Given exercise 1
Rewrite the passage on the Central Asian Institute from "Heather Esper" to "with so much.", swapping "schools" for "clinics".
— begin Text passage —
Thursday
April 21
2011

Heather Esper

Narratives Are Not Enough

I’m sure many of you have been tracking the aftermath of Sunday’s 60 Minutes report about Greg Mortenson’s non-profit, Central Asian Institute (CAI). In short, the piece highlights that CAI uses more money domestically to promote its work than actually building schools, that CAI builds schools but doesn’t adequately staff or support them resulting in many being abandoned, that Mortenson spends charity money on travel but doesn’t share income from speaking engagements with the charity, as well as the misrepresentation of local people and key facts in Mortenson’s best-selling book Three Cups of Tea. Overall, the story leaves the viewer uncomfortable and wondering how such a popular charity could (allegedly) get away with so much.

The story brings to light a plethora of problems with the way aid and philanthropy operate. For me, the main issue it really drives home is the need to go beyond using narratives to showcase how organizations operate. The story also makes it evident that the standards we use to rate organizations aren’t always very useful. (Charity Navigator gave CAI four stars, its highest marks). For me, this controversy demonstrates how critical it is to collect actual data on how organizations impact poverty. This type of transparency and accountability is necessary to prevent organizations from engaging in poor practices and aid in channeling money to organizations actually making a difference.
— end Text passage —
Given exercise 2
List every line of the records that contains the string "capped", matching case exactly.
— begin Data for the task —
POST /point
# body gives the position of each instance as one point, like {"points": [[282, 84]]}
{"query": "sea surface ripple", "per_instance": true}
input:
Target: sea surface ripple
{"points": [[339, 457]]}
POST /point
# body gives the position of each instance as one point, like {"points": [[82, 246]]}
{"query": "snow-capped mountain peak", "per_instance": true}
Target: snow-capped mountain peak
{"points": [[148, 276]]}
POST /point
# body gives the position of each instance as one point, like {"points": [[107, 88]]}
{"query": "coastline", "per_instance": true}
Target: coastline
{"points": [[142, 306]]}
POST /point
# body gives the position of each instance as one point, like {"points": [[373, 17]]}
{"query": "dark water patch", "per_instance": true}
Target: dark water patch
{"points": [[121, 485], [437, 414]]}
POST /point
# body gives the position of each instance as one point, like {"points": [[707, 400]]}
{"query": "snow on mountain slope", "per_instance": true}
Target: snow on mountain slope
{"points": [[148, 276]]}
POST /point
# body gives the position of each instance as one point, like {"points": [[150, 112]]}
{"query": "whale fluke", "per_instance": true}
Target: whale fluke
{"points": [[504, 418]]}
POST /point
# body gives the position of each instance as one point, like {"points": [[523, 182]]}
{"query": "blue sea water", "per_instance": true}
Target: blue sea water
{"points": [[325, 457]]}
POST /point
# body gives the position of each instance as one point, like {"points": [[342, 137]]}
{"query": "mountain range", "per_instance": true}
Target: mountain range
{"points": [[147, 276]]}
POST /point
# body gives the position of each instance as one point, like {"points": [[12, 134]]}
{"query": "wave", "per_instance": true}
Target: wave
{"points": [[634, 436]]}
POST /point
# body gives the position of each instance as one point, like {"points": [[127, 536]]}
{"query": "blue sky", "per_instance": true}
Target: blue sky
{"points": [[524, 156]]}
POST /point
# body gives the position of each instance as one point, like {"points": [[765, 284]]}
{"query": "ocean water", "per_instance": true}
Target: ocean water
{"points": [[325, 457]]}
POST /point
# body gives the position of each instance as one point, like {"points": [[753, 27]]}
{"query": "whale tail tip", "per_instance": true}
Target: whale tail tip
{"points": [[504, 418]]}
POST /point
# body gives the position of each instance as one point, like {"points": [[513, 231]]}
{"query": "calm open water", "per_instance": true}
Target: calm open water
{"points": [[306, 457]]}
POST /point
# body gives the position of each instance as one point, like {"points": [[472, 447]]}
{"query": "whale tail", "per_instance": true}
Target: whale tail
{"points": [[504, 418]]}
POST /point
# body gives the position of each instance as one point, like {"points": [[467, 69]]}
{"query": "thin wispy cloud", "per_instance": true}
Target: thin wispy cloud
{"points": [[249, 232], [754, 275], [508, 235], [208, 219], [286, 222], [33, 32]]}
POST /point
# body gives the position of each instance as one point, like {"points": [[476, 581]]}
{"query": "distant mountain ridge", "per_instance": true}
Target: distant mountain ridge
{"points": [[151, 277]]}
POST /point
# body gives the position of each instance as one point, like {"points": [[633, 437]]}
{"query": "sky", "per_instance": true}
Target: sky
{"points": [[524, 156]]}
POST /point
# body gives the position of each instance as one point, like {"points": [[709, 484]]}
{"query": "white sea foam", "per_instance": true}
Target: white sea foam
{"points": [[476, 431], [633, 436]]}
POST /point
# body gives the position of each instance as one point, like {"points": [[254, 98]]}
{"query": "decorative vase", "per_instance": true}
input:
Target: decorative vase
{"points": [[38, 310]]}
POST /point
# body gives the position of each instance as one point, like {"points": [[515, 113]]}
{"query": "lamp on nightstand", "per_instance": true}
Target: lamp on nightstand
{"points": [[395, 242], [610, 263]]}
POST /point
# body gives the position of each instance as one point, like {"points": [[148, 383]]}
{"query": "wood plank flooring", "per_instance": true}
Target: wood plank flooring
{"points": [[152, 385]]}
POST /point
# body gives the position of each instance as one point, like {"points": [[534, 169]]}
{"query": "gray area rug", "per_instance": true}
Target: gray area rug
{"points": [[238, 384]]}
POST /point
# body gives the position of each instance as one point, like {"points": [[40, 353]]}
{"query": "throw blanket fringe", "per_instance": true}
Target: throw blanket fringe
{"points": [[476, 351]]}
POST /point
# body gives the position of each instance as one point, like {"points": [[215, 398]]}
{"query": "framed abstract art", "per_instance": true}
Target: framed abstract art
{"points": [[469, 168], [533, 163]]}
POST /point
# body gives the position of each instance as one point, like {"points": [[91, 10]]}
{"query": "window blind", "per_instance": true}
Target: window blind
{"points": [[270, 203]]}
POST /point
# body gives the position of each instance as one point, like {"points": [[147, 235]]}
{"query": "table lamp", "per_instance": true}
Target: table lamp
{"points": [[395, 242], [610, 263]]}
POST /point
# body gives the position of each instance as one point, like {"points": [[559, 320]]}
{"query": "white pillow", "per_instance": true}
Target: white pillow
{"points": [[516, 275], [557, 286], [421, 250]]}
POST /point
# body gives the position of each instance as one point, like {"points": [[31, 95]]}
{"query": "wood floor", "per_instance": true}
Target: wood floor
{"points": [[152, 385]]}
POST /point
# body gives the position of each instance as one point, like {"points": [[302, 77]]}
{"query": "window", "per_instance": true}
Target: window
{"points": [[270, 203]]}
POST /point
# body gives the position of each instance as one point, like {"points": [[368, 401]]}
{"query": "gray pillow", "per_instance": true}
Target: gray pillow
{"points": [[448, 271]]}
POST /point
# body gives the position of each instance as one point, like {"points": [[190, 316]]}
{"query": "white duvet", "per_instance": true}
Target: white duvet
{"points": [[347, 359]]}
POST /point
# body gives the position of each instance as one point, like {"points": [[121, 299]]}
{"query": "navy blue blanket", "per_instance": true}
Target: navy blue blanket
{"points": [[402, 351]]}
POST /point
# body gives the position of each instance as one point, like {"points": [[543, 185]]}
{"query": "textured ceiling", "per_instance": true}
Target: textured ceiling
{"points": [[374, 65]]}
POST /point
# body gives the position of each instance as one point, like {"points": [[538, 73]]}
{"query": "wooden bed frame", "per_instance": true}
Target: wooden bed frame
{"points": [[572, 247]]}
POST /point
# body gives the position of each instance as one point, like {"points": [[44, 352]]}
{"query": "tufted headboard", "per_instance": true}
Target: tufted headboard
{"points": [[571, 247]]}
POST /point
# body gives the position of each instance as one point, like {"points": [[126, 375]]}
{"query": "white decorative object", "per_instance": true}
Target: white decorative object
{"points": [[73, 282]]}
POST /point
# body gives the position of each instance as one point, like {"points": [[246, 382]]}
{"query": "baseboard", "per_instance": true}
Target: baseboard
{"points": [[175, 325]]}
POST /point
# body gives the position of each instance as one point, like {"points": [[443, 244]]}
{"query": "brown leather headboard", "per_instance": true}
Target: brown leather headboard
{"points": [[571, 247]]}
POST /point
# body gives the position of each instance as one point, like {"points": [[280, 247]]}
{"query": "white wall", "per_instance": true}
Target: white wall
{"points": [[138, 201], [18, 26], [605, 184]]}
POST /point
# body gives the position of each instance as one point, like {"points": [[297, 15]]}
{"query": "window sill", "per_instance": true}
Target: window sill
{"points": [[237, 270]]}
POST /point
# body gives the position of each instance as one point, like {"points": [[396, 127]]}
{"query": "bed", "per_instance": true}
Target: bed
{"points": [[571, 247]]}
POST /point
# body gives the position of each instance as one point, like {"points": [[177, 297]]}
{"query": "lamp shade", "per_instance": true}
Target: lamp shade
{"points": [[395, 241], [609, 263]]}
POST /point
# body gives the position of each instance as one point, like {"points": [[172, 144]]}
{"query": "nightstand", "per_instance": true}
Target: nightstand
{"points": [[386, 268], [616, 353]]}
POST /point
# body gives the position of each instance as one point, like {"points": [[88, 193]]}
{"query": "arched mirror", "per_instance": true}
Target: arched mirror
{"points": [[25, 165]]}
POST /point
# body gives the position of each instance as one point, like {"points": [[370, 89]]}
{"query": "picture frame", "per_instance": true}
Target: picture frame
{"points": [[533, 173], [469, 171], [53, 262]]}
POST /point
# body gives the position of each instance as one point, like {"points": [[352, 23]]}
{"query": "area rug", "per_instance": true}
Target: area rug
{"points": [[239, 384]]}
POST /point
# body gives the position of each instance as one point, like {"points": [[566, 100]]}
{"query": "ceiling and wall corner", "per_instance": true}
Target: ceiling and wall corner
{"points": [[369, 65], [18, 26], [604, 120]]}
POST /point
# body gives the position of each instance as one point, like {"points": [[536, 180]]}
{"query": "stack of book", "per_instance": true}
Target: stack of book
— end Data for the task —
Task answer 1
Heather Esper

Narratives Are Not Enough

I’m sure many of you have been tracking the aftermath of Sunday’s 60 Minutes report about Greg Mortenson’s non-profit, Central Asian Institute (CAI). In short, the piece highlights that CAI uses more money domestically to promote its work than actually building clinics, that CAI builds clinics but doesn’t adequately staff or support them resulting in many being abandoned, that Mortenson spends charity money on travel but doesn’t share income from speaking engagements with the charity, as well as the misrepresentation of local people and key facts in Mortenson’s best-selling book Three Cups of Tea. Overall, the story leaves the viewer uncomfortable and wondering how such a popular charity could (allegedly) get away with so much.

Task answer 2
{"query": "snow-capped mountain peak", "per_instance": true}
Target: snow-capped mountain peak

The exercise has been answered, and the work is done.